• **PROVIDED PASSAGE**:
──────────────────────────────

Help finding an explicit solution to this ODE

Question

I have the following ODE:

$$\dot{r}=(r-r^{3})\sin^{2}(\theta)$$

I have been trying to find an explicit solution for $r$, with little success. I have tried separating variables but then get stuck trying to make it explicit. Any suggestions? Thanks.

──────────────────────────────

• **TASK OBJECTIVE**:
Quote every sentence in the ODE question that begins with the word "I". The listing that follows comes from a separate source.

• **Image box annotation records**:
──────────────────────────────

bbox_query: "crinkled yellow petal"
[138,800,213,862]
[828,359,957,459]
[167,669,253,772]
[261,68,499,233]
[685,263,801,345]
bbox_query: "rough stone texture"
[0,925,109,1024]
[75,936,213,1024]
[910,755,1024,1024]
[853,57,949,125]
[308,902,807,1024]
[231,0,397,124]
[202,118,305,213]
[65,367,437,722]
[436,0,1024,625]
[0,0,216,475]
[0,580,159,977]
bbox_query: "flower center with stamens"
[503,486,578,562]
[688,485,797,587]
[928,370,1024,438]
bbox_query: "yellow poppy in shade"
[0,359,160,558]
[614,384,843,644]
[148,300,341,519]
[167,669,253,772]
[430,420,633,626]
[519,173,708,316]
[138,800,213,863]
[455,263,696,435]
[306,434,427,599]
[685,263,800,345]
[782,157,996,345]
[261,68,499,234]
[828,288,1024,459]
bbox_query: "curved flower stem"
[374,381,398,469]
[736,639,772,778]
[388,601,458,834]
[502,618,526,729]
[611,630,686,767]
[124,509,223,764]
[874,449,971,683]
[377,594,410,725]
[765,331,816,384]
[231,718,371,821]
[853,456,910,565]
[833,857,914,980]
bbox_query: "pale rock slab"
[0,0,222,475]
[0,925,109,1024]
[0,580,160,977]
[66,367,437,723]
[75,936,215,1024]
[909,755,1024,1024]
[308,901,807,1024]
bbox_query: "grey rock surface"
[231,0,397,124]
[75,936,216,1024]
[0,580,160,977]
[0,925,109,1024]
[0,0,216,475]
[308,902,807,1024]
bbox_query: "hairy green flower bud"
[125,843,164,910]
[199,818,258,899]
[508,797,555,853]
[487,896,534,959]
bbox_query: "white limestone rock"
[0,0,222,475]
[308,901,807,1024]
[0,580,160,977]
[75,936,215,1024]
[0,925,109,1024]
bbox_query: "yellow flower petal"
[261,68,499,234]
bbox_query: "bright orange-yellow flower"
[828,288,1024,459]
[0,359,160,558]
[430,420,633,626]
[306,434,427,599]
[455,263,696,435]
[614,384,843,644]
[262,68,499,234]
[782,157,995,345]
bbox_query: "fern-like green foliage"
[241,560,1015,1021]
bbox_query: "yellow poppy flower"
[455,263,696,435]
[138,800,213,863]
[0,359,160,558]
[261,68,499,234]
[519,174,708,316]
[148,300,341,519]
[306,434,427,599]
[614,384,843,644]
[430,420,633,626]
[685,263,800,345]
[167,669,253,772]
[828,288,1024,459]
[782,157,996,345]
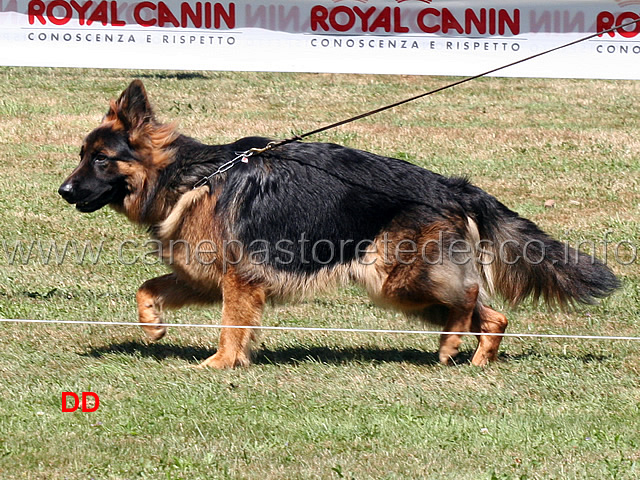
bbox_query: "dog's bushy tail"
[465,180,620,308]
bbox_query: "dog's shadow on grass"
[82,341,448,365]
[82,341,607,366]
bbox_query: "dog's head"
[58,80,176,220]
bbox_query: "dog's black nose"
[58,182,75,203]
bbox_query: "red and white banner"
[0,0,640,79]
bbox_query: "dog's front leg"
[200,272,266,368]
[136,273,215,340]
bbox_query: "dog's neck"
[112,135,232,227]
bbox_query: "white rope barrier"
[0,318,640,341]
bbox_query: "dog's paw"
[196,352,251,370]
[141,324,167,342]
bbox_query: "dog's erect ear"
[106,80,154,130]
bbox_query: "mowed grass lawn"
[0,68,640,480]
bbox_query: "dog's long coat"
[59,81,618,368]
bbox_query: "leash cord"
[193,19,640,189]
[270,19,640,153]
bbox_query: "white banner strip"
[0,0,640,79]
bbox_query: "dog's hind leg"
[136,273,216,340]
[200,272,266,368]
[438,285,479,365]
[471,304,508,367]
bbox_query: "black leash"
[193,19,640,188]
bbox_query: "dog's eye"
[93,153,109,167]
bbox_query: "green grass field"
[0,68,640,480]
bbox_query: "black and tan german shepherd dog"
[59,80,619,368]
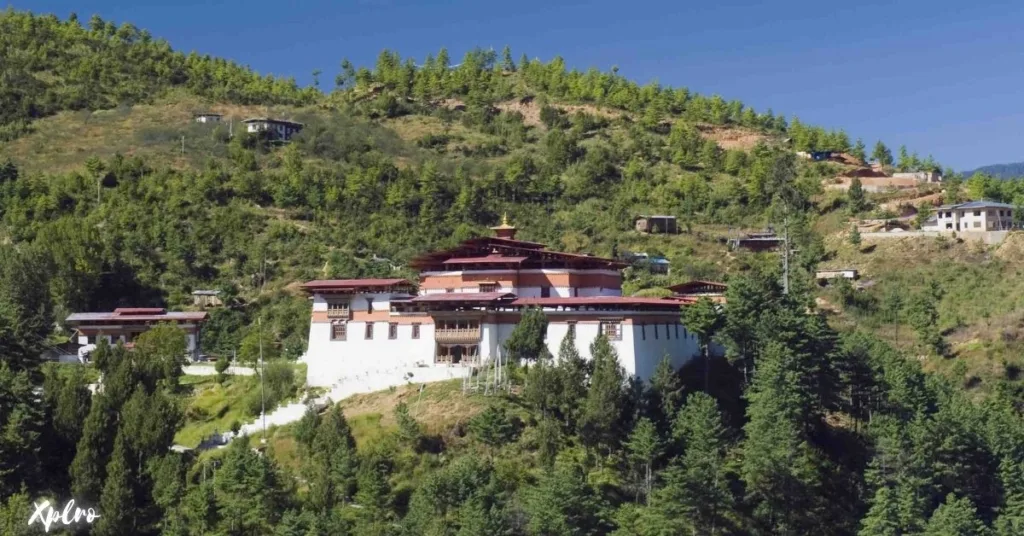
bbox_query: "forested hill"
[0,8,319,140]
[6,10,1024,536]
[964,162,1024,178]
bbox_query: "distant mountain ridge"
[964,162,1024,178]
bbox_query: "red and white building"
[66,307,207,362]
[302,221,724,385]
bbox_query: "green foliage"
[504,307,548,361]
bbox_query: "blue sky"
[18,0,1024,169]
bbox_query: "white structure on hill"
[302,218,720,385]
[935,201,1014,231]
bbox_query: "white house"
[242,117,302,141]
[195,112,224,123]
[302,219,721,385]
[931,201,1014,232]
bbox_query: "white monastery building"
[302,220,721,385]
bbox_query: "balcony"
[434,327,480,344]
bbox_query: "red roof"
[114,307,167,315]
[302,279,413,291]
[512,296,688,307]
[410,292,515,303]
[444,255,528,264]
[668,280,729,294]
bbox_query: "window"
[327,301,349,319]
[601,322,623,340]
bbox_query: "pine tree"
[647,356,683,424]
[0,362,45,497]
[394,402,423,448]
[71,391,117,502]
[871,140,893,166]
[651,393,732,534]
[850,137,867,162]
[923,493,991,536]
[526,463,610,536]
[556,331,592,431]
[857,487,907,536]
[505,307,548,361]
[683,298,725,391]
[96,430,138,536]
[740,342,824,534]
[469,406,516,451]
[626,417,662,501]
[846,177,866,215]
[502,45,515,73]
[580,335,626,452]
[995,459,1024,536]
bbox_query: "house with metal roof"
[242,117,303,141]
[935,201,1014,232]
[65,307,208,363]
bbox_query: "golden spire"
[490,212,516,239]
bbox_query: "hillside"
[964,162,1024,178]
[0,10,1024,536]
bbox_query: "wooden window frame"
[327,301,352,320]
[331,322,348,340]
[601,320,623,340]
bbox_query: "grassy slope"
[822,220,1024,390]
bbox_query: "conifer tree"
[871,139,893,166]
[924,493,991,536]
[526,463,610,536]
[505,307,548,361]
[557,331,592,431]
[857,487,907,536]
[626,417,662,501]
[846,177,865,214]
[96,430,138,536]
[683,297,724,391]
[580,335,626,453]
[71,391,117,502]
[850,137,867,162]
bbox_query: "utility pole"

──────────────────────────────

• **THE RESULT**:
- I have the following ODE:
- I have been trying to find an explicit solution for $r$, with little success.
- I have tried separating variables but then get stuck trying to make it explicit.